WRITTEN TASK> Copy every line of the items below, requests included, and add -9 to each coordinate in the answer points. Leave the pictures out.

RECORDS FOR PROCESSING>

^^^^

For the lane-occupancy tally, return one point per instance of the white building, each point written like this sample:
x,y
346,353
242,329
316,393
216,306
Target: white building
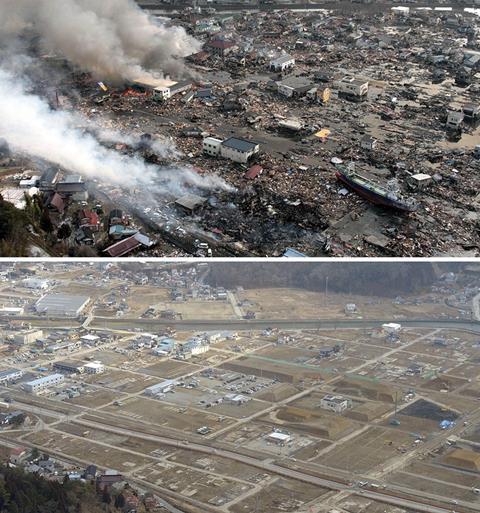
x,y
350,308
64,305
455,119
27,337
160,388
335,403
279,438
161,88
352,88
89,339
238,150
233,148
391,328
70,367
211,146
6,376
282,63
12,310
236,399
37,385
94,368
35,283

^^^^

FULL RESPONSE>
For the lane-occupancy tally, return one point per instance of the white building, each point written like this sample:
x,y
346,353
242,329
316,393
216,306
Target: white building
x,y
341,299
55,296
446,110
18,328
151,379
326,394
270,429
152,79
343,79
80,330
229,141
224,139
382,319
61,358
202,137
-3,367
273,54
3,301
227,390
28,376
85,359
26,274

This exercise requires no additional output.